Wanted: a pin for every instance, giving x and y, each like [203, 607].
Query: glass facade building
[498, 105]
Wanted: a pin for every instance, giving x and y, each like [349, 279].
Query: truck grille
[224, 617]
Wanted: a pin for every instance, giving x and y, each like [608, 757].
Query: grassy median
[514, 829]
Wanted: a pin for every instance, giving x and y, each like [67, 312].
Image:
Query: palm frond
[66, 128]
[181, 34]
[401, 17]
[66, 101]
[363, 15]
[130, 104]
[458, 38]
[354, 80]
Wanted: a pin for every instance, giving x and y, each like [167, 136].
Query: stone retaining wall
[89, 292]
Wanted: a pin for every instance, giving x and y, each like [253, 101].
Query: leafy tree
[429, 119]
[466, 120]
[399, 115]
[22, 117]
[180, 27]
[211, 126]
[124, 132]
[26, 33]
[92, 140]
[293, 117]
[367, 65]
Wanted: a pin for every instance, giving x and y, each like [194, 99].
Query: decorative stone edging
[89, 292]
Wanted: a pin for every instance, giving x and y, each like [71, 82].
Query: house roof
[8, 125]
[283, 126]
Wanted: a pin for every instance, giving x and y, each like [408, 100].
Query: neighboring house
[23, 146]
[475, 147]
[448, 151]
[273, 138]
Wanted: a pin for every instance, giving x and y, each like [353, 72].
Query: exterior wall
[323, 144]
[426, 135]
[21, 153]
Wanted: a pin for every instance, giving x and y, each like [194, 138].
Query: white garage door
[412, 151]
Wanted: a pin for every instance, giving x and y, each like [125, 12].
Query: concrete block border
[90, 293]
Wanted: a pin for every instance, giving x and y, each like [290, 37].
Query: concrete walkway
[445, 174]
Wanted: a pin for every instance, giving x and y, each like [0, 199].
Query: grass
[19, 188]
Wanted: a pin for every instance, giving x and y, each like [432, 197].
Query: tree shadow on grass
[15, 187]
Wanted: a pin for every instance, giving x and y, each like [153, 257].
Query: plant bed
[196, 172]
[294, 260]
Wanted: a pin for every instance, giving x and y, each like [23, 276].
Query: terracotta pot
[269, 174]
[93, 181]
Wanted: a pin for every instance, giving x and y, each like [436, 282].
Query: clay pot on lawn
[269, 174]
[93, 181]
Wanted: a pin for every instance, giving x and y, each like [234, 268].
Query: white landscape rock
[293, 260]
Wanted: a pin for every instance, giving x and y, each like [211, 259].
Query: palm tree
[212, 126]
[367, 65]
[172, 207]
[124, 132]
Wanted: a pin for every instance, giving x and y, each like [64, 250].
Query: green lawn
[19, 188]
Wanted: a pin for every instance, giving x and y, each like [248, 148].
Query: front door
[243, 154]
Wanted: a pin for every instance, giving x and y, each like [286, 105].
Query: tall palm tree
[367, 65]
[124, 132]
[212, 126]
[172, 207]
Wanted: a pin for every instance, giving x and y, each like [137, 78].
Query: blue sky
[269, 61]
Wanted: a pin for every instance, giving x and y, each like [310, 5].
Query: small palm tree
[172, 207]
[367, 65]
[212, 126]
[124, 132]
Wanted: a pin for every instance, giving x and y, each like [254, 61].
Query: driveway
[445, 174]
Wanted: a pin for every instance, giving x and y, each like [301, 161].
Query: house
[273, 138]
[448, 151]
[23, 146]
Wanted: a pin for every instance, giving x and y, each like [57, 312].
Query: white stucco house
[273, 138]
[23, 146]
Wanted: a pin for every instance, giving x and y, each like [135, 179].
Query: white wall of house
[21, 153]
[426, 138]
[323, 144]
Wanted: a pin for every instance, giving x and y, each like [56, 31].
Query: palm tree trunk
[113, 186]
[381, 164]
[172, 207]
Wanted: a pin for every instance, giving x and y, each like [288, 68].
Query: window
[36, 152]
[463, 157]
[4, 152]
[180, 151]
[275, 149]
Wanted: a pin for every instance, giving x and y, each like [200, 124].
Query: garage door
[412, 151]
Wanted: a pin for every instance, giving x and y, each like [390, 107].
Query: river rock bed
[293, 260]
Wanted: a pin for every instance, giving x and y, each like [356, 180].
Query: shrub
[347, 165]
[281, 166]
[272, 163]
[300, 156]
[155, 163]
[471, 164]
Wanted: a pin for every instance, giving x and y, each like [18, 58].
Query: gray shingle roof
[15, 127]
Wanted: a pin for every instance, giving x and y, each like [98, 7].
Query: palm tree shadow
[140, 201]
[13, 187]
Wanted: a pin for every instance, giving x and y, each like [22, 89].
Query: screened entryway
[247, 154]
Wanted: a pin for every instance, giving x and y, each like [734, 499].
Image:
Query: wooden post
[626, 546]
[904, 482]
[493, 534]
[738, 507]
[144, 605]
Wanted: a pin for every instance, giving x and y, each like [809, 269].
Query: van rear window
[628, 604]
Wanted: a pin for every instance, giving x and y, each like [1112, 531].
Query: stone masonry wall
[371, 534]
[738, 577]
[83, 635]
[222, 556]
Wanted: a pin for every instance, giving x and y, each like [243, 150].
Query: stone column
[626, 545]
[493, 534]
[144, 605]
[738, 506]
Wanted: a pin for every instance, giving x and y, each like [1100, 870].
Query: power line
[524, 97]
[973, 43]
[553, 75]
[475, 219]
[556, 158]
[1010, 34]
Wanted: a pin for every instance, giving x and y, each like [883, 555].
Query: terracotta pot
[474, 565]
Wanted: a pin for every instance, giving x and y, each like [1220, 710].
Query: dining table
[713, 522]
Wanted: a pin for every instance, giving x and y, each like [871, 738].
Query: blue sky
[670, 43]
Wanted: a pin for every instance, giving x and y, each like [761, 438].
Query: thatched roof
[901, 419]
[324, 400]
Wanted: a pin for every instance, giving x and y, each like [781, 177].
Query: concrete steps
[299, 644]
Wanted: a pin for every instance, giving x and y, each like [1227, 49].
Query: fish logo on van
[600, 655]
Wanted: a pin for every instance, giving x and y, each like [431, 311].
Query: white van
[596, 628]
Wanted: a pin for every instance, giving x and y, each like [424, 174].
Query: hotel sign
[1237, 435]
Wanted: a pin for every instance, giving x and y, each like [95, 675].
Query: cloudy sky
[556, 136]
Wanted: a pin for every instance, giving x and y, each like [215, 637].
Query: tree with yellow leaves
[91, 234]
※
Nothing in the data may differ; print all of it exactly as written.

ANSWER IN FULL -
Wanted: a pin for every instance, giving x and y, each like [203, 607].
Query: glass facade building
[498, 105]
Wanted: a pin for every instance, giving x and y, each like [349, 279].
Query: truck grille
[224, 617]
Wanted: a pin for every instance, giving x and y, each like [608, 757].
Query: grassy median
[514, 829]
Wanted: a pin for every instance, giving x and y, each like [67, 312].
Image:
Query: palm frond
[66, 128]
[181, 34]
[401, 17]
[66, 101]
[363, 15]
[130, 104]
[458, 38]
[354, 80]
Wanted: a pin for every instance, giving x and y, each like [167, 136].
Query: stone retaining wall
[89, 292]
Wanted: a pin for every instance, giving x and y, each like [253, 101].
Query: leafy tree
[429, 119]
[466, 120]
[399, 115]
[22, 117]
[180, 27]
[211, 126]
[124, 132]
[26, 33]
[92, 140]
[293, 117]
[367, 65]
Wanted: a pin for every instance, giving x and y, each like [194, 99].
Query: decorative stone edging
[89, 292]
Wanted: a pin for every instance, giving x and y, each like [71, 82].
Query: house roof
[8, 125]
[283, 126]
Wanted: a pin for every instance, giving x and y, each like [408, 100].
Query: neighboring house
[23, 146]
[475, 147]
[448, 151]
[273, 138]
Wanted: a pin for every instance, giving x and y, each like [353, 72].
Query: exterior wall
[323, 144]
[426, 135]
[21, 153]
Wanted: a pin for every instance, giving x and y, each like [194, 138].
Query: white garage door
[412, 151]
Wanted: a pin for every instance, giving x and y, each like [125, 12].
Query: concrete block border
[90, 293]
Wanted: a pin for every instance, giving x and y, each like [290, 37].
Query: concrete walkway
[445, 174]
Wanted: a pin for every instance, giving x and y, each like [0, 199].
Query: grass
[19, 188]
Wanted: a pin for every instance, giving x and y, each like [432, 197].
Query: tree shadow on grass
[15, 187]
Wanted: a pin for every instance, giving x and y, each like [153, 257].
Query: plant bed
[196, 172]
[294, 260]
Wanted: a pin for every instance, giving x and y, each like [23, 276].
Query: terracotta pot
[269, 174]
[93, 181]
Wanted: a pin for every instance, giving x and y, each like [436, 282].
Query: clay pot on lawn
[269, 174]
[93, 181]
Wanted: a pin for every instance, giving x and y, each like [234, 268].
Query: white landscape rock
[293, 260]
Wanted: a pin for every instance, giving x and y, each like [211, 259].
Query: palm tree
[212, 126]
[367, 65]
[172, 207]
[124, 132]
Wanted: a pin for every instance, giving x and y, each like [64, 250].
Query: green lawn
[19, 188]
Wanted: a pin for every instance, giving x and y, each like [248, 148].
Query: front door
[243, 154]
Wanted: a pin for every instance, giving x and y, each like [286, 105].
Query: tall palm tree
[367, 65]
[124, 132]
[212, 126]
[172, 207]
Wanted: a pin for every instance, giving x and y, each like [137, 78].
Query: blue sky
[269, 61]
Wanted: a pin for every instance, giving x and y, each like [310, 5].
Query: small palm tree
[172, 207]
[367, 65]
[212, 126]
[124, 132]
Wanted: a pin for every instance, giving x and y, each like [254, 61].
Query: driveway
[445, 174]
Wanted: a pin for every instance, giving x and y, each like [301, 161].
Query: house
[273, 138]
[448, 151]
[23, 146]
Wanted: a pin for every instance, giving x and y, each like [57, 312].
Query: white stucco house
[273, 138]
[23, 146]
Wanted: a pin for every instance, giving x and y, each like [135, 179].
Query: white wall of house
[21, 153]
[426, 138]
[323, 144]
Wanted: a pin for every instance, giving x and y, each like [56, 31].
Query: palm tree trunk
[113, 186]
[381, 164]
[172, 207]
Wanted: a pin for every instance, giving x and y, each like [288, 68].
Query: window
[36, 152]
[463, 157]
[4, 152]
[180, 151]
[275, 149]
Wanted: a pin for every instance, giving x and y, each like [200, 124].
Query: garage door
[412, 151]
Wanted: a pin for every instance, giving x and y, each like [390, 107].
Query: river rock bed
[293, 260]
Wanted: a pin for every instance, giving x and y, each like [356, 180].
Query: shrub
[347, 165]
[281, 166]
[272, 163]
[300, 156]
[155, 163]
[471, 164]
Wanted: a pin for every instance, giving x and y, each like [18, 58].
Query: gray shingle roof
[15, 127]
Wanted: a pin for every instance, giving x and y, each like [98, 7].
Query: palm tree shadow
[140, 201]
[13, 187]
Wanted: a pin for every instance, giving x and y, each like [22, 89].
Query: screened entryway
[247, 154]
Wanted: a pin for every instance, giving x and y, each like [734, 499].
Image:
Query: wooden post
[626, 546]
[904, 482]
[493, 534]
[738, 507]
[144, 605]
Wanted: a pin for every instance, giving x and y, each like [809, 269].
Query: van rear window
[628, 604]
Wanted: a pin for every instance, giving x and y, each like [1112, 531].
Query: stone masonry wall
[371, 534]
[738, 577]
[83, 635]
[222, 556]
Wanted: a pin for every instance, giving x and y, each like [243, 150].
Query: stone column
[626, 545]
[493, 534]
[144, 605]
[738, 506]
Wanted: a pin for every instance, giving x and y, each like [1100, 870].
Query: power line
[524, 97]
[973, 43]
[553, 75]
[475, 219]
[556, 158]
[1010, 34]
Wanted: a pin for every instance, giving x and y, each like [883, 555].
Query: terracotta pot
[474, 565]
Wanted: a pin for every instance, giving x and y, each like [1220, 710].
Query: dining table
[713, 522]
Wanted: a pin for every instance, giving x and y, each like [871, 738].
Query: blue sky
[670, 43]
Wanted: a pin for every instance, giving x and y, each like [761, 438].
Query: thatched roof
[901, 419]
[324, 400]
Wanted: a pin for every instance, giving x and y, each like [781, 177].
Query: concrete steps
[299, 644]
Wanted: a pin for every instance, giving x and y, each like [1227, 49].
Query: fish logo on van
[600, 655]
Wanted: a pin for every instance, giving x and y, each like [431, 311].
Query: white van
[596, 628]
Wanted: a pin for every instance, giving x and y, each like [424, 174].
Query: hotel sign
[1237, 435]
Wanted: a pin for every instance, giving x and y, each like [95, 675].
Query: cloudy sky
[556, 136]
Wanted: a pin for every instance, giving x and y, each like [215, 637].
Query: tree with yellow leaves
[91, 234]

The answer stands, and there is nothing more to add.